[To do] What is the count of lines in the listing below that hold the string "rifle"? Reply with that number alone.

==== Supplied material ====

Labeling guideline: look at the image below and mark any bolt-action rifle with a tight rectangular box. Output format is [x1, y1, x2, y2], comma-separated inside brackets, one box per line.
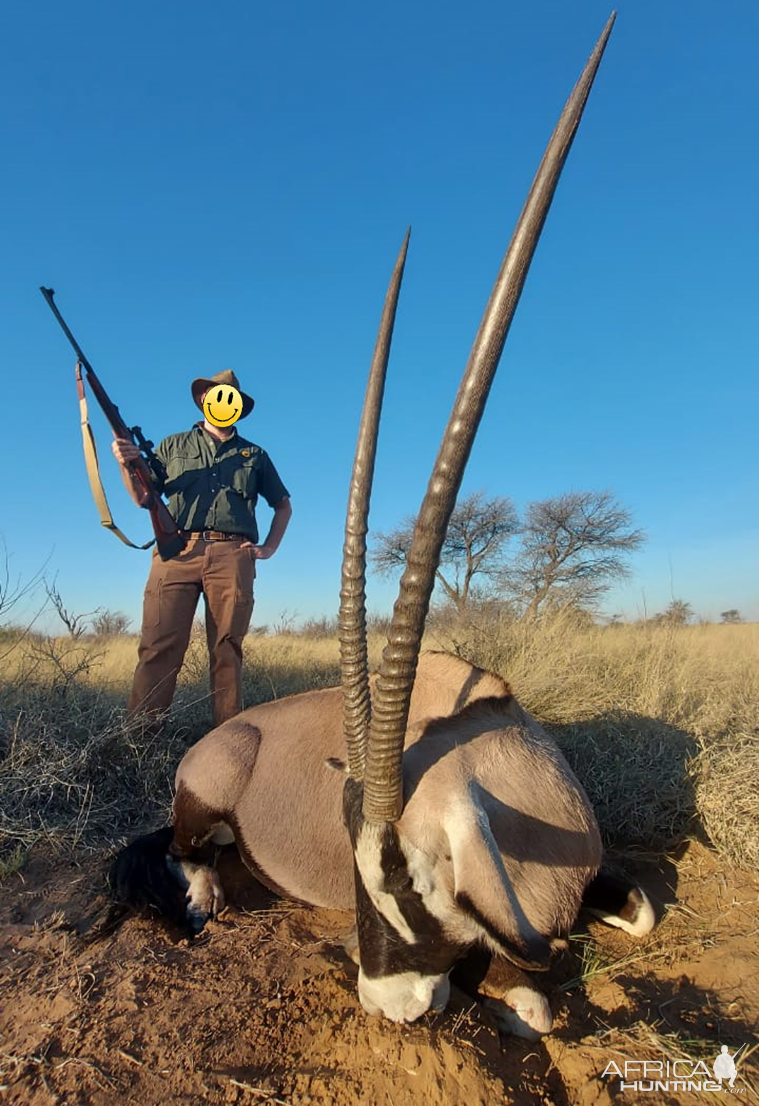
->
[40, 287, 186, 560]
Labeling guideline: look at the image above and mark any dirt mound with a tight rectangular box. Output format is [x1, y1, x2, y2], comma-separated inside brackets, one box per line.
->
[1, 842, 756, 1105]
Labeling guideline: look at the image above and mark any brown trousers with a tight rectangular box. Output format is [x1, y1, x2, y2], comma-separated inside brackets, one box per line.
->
[128, 536, 256, 728]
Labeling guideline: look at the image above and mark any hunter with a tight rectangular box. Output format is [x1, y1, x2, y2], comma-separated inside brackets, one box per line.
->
[112, 369, 292, 729]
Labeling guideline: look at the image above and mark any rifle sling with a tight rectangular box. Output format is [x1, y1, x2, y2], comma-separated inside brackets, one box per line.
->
[76, 362, 155, 551]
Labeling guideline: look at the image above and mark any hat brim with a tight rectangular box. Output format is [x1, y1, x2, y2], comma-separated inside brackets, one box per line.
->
[191, 378, 255, 419]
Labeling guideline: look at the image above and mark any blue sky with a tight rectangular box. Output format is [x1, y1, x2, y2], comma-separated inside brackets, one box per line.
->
[2, 0, 757, 633]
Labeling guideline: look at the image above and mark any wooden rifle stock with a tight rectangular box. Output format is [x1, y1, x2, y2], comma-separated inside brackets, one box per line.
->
[40, 287, 187, 561]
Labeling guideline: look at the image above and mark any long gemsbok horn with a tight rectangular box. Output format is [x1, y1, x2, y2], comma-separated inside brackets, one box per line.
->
[339, 230, 411, 781]
[350, 13, 617, 823]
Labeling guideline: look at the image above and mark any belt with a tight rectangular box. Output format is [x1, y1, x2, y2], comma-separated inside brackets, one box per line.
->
[187, 531, 248, 542]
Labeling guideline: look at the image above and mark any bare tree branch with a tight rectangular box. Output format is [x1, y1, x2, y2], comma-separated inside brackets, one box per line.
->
[0, 543, 48, 623]
[0, 542, 50, 661]
[504, 491, 645, 617]
[44, 577, 100, 639]
[371, 491, 519, 613]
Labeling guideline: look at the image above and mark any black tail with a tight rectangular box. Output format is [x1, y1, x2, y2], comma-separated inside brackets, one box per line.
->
[107, 827, 188, 927]
[582, 868, 656, 936]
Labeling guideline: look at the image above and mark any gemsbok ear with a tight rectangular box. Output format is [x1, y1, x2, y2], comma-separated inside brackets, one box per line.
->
[444, 802, 553, 970]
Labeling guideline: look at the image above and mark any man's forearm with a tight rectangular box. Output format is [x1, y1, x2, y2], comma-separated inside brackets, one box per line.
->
[260, 499, 292, 554]
[112, 436, 153, 507]
[118, 460, 152, 507]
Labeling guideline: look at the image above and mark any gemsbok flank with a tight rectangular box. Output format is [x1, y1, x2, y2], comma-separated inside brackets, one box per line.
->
[111, 12, 655, 1038]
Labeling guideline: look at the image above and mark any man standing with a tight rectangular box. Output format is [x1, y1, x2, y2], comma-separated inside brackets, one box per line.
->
[112, 369, 291, 729]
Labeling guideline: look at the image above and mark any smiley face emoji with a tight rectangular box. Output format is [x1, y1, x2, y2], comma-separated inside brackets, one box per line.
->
[203, 384, 243, 427]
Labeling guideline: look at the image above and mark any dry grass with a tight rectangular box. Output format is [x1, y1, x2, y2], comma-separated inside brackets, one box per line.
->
[432, 611, 757, 733]
[0, 616, 756, 868]
[434, 612, 759, 863]
[578, 1023, 759, 1103]
[696, 726, 759, 870]
[0, 628, 383, 862]
[0, 683, 186, 860]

====

[Solution below] 3